Health Benefits of Ashwagandha
Native to India, the Middle East, and North Africa, ashwagandha has been cultivated and used in ayurvedic medicine for thousands of years, and now grows all over the world. It can be purchased in almost any health food store or supplement aisle, usually among other “adaptogens”.
What is an adaptogen?
To be considered adaptogenic, herbs have to meet three specific criteria:
Non-toxic to the body Reduce and regulate stress by helping the body adapt to it Benefit overall well-being
These qualifications were developed by Russian scientist N.V. Lazarez, who studied plants that help the body adjust to stress. Lazarez is best known for discovering other adaptogens, like Siberian ginseng, and teaching research scientist Israel Brekhman, who would build a 45 year career around studying adaptogenic plants.
What are the health benefits of ashwagandha?
In Ayurveda, ashwagandha is classified as a “Rasayana”, or tonic: used for whole body rejuvenation.

Stored data entries:
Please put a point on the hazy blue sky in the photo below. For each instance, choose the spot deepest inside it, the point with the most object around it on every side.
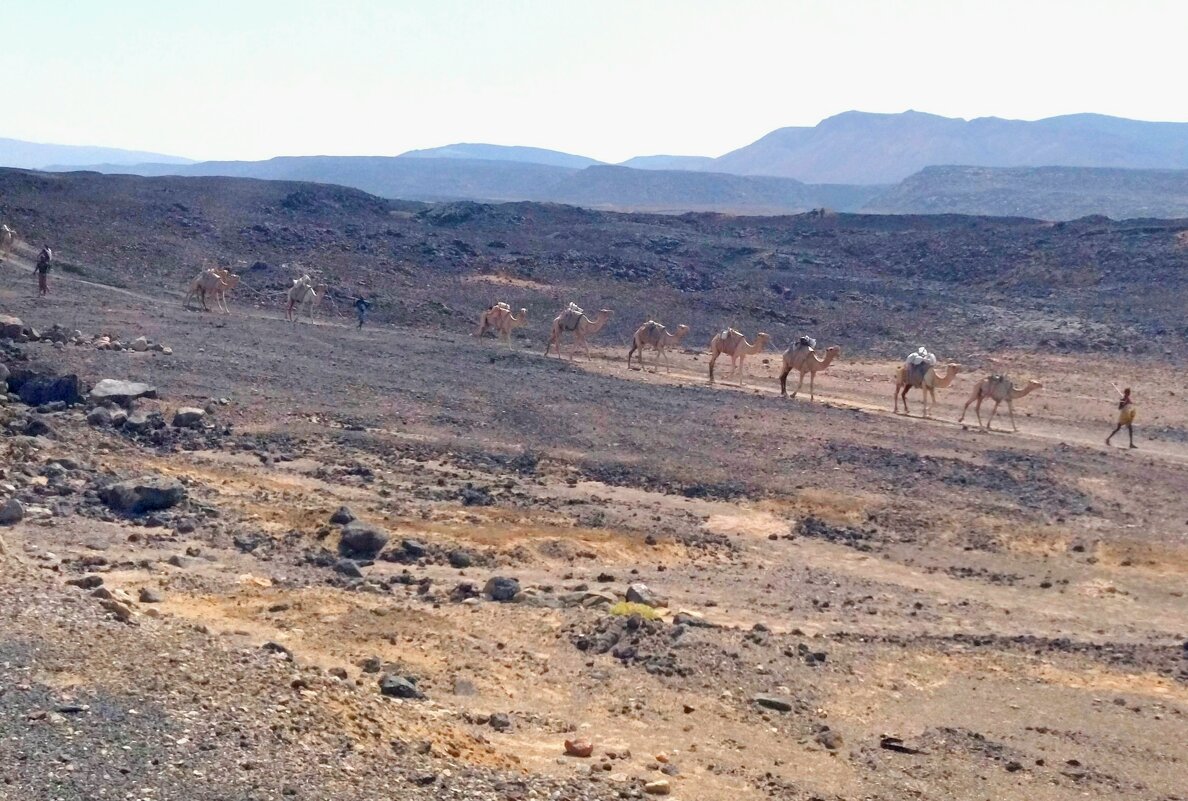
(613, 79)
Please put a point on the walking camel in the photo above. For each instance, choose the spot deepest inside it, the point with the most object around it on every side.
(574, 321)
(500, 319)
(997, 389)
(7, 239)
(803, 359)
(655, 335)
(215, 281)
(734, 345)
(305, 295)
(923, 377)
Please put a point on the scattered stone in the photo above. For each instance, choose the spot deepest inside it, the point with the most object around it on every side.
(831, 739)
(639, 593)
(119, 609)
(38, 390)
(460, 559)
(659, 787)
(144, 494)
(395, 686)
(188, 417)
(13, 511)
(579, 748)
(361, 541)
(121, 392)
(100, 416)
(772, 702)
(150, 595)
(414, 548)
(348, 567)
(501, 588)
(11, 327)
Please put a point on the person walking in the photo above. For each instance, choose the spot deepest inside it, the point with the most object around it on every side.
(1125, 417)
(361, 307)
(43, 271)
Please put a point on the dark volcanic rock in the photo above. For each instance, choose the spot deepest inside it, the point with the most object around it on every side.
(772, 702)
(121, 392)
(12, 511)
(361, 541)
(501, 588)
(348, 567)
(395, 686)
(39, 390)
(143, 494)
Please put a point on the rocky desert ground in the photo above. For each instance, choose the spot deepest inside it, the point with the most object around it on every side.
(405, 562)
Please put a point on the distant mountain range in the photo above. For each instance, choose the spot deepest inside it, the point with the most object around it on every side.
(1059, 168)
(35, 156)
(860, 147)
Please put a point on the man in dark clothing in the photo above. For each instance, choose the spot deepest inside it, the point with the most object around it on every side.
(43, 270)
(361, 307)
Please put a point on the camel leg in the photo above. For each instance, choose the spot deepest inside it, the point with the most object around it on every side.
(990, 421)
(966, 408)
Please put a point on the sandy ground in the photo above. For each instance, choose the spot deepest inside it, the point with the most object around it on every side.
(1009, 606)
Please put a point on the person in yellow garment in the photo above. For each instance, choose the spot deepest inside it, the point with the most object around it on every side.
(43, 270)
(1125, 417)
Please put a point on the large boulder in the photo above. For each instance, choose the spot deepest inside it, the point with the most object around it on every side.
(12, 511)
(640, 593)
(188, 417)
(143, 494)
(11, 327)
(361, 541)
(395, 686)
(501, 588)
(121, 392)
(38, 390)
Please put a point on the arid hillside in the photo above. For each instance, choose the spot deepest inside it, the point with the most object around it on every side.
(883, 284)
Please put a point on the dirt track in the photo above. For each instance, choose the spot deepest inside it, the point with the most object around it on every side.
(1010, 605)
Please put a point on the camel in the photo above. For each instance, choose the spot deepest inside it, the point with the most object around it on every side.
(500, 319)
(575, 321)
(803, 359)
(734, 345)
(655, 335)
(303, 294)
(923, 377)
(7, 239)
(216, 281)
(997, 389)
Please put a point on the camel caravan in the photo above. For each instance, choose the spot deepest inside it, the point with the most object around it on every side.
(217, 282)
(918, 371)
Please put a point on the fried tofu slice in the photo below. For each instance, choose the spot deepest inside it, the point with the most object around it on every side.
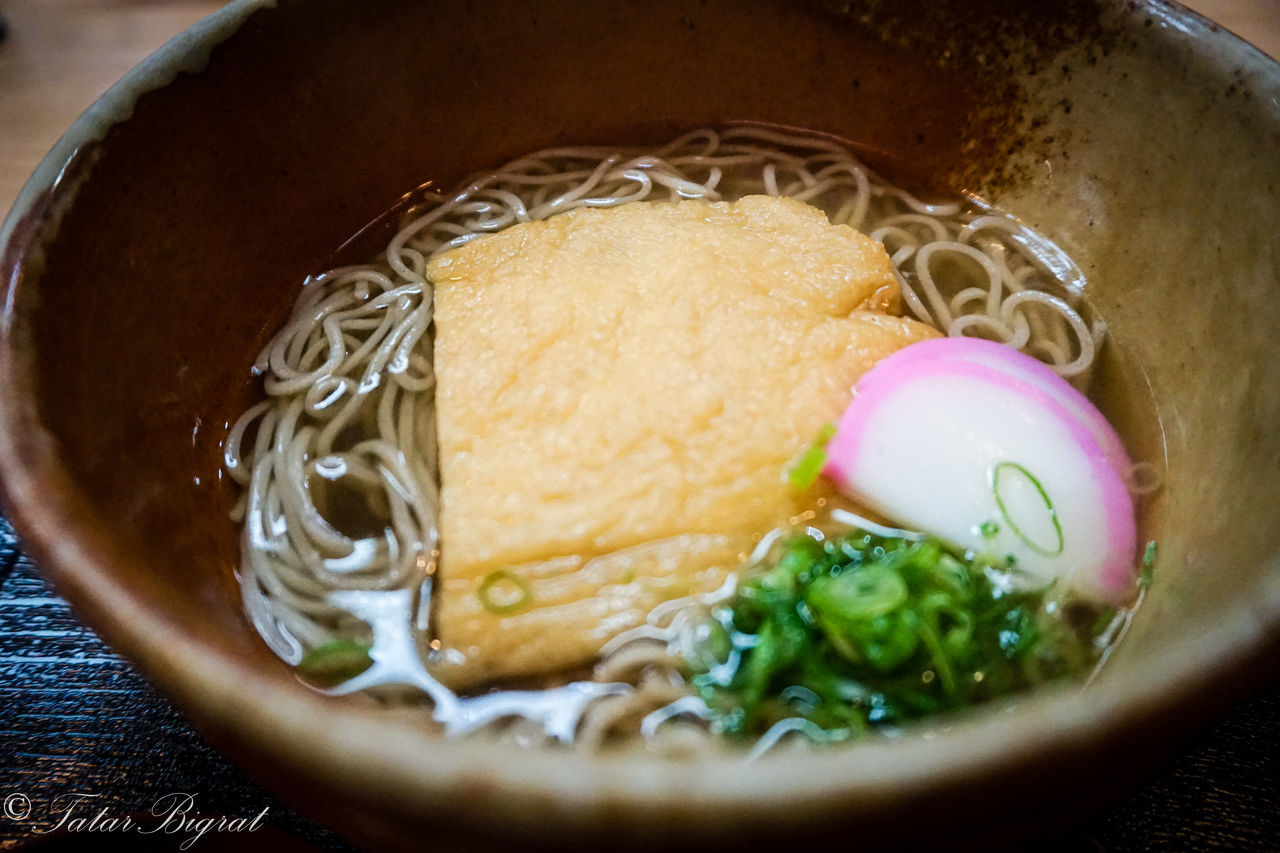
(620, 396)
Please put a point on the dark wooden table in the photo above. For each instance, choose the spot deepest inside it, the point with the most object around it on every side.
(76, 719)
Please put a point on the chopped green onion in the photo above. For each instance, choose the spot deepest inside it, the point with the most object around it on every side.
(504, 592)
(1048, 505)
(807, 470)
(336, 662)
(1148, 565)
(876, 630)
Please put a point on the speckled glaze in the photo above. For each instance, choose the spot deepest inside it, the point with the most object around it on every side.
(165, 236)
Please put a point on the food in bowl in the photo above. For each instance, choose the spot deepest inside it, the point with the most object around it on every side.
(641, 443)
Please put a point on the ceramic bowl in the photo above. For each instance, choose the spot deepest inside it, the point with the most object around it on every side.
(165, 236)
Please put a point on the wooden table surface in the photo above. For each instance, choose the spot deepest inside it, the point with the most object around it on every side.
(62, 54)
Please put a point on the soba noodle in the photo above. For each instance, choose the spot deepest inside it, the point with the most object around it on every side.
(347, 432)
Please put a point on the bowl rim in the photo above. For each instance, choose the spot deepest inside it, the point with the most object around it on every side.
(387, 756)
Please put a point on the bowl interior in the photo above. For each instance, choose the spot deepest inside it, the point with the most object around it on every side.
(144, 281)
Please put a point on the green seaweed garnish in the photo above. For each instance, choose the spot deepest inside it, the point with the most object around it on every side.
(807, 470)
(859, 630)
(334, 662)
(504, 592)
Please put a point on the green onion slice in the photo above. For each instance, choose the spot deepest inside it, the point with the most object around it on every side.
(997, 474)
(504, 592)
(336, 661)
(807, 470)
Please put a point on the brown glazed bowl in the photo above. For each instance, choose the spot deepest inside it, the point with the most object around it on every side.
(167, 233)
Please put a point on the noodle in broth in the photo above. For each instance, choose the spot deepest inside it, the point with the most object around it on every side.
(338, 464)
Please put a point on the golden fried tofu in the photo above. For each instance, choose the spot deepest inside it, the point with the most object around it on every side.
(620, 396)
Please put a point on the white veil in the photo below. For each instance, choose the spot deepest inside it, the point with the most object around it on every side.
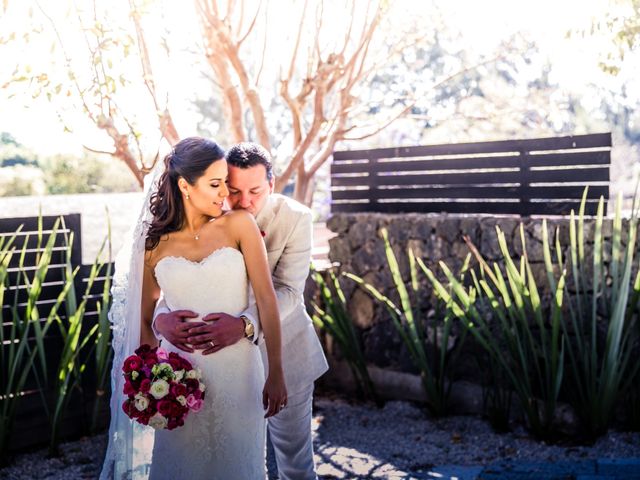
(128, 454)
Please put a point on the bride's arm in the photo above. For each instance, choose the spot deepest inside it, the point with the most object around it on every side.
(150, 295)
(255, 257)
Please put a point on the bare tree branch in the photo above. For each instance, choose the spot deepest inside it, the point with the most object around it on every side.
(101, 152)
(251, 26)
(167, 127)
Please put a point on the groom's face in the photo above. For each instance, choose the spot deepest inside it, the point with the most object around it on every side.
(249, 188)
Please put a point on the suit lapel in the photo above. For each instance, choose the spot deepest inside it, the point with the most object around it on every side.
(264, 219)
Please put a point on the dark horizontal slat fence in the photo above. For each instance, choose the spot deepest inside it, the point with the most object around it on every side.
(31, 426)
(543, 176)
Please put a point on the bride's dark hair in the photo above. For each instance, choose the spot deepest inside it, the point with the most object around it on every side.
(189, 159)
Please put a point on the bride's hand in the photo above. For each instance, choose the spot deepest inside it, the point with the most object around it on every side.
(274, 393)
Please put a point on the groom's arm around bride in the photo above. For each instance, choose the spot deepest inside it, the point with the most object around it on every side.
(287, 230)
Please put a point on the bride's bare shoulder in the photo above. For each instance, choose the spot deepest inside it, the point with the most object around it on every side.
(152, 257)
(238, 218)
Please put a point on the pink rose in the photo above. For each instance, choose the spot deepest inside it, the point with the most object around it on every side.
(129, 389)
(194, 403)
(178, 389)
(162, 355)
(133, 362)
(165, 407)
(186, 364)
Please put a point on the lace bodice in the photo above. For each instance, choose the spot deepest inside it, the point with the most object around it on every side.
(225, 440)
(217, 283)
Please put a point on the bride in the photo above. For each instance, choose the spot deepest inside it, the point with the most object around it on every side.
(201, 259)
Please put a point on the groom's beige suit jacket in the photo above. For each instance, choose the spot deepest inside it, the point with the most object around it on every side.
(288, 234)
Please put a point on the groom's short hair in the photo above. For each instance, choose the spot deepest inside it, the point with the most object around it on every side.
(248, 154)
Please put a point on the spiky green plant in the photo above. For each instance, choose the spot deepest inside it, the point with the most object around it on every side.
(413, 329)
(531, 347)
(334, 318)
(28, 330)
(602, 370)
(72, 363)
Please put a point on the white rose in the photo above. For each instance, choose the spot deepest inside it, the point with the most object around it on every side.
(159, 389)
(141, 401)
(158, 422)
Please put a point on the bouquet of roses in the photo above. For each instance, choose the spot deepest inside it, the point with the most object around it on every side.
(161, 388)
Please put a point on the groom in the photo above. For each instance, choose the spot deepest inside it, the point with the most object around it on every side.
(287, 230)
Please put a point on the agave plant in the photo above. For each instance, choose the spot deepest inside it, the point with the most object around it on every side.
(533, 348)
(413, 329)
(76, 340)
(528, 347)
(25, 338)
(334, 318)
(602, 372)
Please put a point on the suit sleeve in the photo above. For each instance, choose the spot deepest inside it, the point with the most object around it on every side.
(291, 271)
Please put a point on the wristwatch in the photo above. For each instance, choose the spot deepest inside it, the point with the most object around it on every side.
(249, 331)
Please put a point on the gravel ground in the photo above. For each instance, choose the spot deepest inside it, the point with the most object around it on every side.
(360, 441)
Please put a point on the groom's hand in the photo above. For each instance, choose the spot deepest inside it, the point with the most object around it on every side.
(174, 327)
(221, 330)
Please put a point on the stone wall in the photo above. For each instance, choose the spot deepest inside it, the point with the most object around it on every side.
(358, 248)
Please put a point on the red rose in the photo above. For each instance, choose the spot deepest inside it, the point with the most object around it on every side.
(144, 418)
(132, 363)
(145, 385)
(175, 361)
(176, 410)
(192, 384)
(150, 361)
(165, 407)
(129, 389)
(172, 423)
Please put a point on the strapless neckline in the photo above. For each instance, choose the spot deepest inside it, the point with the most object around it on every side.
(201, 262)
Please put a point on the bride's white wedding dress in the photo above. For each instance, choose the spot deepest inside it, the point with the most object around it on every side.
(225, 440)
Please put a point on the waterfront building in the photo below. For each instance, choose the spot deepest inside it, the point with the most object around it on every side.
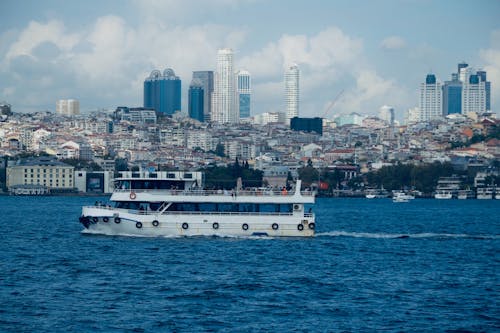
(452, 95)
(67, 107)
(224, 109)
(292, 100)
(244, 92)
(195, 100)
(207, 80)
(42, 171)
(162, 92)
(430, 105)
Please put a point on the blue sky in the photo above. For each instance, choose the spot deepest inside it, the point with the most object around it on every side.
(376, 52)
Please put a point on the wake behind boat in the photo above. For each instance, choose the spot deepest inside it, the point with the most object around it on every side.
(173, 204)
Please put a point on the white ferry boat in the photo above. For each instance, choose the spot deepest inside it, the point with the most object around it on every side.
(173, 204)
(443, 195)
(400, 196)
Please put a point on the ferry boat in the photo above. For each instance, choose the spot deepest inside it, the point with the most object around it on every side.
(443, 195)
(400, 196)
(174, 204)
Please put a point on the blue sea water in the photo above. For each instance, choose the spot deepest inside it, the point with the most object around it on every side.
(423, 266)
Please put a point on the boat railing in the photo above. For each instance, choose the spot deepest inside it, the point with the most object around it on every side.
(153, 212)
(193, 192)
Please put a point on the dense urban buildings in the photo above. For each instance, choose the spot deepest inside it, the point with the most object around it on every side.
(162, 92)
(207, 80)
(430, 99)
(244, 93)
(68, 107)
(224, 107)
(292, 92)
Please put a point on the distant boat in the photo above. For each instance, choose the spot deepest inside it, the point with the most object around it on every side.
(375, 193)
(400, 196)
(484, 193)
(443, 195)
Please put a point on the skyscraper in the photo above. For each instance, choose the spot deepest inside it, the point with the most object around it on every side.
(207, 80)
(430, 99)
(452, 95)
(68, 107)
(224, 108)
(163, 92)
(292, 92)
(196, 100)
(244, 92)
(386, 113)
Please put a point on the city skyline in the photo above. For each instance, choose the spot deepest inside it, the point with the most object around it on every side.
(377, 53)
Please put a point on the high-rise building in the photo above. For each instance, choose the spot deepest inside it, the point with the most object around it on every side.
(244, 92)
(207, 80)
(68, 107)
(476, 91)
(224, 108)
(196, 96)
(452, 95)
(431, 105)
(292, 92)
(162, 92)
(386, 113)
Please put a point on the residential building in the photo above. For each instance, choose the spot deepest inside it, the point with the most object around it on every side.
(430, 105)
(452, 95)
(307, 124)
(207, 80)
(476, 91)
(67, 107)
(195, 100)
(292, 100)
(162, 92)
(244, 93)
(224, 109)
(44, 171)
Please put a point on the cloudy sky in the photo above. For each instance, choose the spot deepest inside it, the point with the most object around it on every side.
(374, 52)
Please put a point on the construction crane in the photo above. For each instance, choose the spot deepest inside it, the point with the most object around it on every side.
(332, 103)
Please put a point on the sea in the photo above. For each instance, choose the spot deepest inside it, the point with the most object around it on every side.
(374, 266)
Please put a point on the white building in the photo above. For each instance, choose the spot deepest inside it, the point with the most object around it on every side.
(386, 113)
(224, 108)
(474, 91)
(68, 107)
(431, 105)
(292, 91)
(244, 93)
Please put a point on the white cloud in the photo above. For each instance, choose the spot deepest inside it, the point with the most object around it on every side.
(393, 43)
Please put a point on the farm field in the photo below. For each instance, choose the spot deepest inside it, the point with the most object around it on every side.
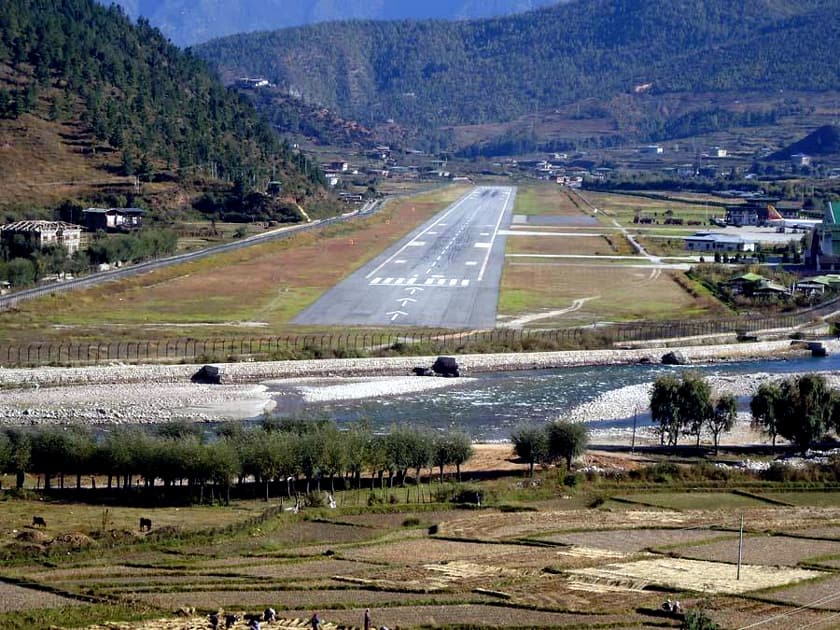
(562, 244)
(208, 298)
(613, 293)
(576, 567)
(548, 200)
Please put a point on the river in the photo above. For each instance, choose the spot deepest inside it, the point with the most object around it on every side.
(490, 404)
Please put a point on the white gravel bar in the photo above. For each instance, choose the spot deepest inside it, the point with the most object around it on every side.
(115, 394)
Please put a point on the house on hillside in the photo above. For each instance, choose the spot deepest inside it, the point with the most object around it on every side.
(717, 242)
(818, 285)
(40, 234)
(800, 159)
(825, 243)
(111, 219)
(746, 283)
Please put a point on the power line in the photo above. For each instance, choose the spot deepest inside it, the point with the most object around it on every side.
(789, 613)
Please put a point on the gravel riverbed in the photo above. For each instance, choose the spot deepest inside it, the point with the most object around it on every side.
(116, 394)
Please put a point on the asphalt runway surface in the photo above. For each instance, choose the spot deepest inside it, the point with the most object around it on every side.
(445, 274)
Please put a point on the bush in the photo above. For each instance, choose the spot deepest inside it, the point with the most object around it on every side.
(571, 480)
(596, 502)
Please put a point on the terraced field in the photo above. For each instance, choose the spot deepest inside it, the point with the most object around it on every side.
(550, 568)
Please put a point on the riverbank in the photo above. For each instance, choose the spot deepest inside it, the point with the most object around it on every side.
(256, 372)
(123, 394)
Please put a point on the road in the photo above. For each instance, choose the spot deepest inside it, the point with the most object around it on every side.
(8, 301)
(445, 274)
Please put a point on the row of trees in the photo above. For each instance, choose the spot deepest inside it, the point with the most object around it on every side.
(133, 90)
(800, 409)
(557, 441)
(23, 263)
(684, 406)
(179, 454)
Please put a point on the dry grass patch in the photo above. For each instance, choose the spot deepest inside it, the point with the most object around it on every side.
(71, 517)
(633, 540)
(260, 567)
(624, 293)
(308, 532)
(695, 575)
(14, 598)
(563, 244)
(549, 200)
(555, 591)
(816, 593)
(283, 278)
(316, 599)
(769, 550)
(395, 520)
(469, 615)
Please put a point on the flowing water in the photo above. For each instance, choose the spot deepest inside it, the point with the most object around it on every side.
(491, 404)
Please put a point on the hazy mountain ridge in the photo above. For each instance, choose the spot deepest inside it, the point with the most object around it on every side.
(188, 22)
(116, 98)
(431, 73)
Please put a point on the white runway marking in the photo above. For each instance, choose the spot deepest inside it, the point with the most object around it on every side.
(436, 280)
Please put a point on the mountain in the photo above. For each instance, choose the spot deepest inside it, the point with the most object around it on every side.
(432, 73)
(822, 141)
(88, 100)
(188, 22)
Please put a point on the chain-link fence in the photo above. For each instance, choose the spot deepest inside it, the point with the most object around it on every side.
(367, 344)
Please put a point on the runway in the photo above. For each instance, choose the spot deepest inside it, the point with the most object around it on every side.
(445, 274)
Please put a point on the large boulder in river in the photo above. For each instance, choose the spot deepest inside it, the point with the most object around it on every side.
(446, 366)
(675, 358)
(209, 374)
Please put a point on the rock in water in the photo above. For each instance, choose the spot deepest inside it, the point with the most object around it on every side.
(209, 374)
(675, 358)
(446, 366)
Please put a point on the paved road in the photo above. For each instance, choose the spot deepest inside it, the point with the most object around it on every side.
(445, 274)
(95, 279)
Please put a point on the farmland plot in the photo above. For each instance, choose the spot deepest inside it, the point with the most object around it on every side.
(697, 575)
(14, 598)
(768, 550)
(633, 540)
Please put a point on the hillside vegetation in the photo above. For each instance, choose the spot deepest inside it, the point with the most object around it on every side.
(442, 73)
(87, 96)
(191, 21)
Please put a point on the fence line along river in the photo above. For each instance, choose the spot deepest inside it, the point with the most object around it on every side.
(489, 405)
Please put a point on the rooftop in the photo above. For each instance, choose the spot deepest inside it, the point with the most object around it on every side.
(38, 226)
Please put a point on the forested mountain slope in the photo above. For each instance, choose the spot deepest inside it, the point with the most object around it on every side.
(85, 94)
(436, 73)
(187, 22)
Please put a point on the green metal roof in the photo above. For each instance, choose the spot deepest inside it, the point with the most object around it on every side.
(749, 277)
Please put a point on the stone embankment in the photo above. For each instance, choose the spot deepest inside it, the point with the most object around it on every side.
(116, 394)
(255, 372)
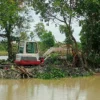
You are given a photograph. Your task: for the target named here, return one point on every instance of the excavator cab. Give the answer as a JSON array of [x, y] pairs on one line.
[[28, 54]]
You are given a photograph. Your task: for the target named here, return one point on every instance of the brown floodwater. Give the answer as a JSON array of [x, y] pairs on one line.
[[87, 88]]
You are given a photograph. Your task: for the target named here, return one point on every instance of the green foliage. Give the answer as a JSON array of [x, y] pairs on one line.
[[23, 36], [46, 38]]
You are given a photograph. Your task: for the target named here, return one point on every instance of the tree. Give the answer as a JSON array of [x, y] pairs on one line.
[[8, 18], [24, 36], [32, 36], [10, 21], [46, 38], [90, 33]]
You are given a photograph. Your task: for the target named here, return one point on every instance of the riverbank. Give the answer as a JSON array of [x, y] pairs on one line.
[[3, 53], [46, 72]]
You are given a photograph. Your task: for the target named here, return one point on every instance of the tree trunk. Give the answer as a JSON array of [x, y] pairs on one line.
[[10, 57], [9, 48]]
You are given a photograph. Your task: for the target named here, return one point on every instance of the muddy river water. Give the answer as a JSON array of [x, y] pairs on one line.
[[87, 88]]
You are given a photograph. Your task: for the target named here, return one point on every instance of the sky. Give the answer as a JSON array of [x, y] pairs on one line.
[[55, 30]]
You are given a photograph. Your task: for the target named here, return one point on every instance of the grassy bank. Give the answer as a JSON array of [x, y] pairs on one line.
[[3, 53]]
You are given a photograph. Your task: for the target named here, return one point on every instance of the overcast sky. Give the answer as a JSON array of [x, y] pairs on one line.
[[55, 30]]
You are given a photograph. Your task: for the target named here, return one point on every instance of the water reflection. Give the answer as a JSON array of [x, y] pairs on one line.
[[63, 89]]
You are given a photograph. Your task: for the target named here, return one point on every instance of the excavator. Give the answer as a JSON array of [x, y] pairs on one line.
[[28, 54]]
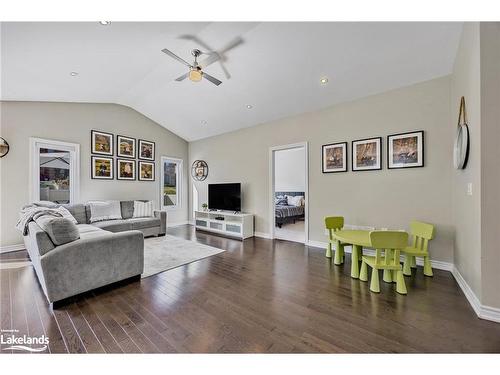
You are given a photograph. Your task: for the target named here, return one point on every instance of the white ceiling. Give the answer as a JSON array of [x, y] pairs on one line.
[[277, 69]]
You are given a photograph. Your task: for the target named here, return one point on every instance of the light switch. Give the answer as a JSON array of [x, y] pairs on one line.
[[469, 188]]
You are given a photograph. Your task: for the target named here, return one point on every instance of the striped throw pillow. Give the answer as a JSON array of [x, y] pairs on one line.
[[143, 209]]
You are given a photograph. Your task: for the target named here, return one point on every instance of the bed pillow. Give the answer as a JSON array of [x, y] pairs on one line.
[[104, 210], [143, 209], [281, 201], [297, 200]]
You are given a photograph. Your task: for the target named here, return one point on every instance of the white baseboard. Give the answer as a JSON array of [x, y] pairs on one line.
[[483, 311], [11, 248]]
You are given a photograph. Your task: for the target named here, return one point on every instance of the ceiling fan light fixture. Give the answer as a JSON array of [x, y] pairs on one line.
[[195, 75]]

Task to complete: Swap "stress" for "strain" in the ashwagandha text, and write out everything from "To be considered" down to "benefits of ashwagandha?" with that change made. These stored lines are separate material, unrelated to the ashwagandha text.

Response to this exercise:
To be considered adaptogenic, herbs have to meet three specific criteria:
Non-toxic to the body Reduce and regulate strain by helping the body adapt to it Benefit overall well-being
These qualifications were developed by Russian scientist N.V. Lazarez, who studied plants that help the body adjust to strain. Lazarez is best known for discovering other adaptogens, like Siberian ginseng, and teaching research scientist Israel Brekhman, who would build a 45 year career around studying adaptogenic plants.
What are the health benefits of ashwagandha?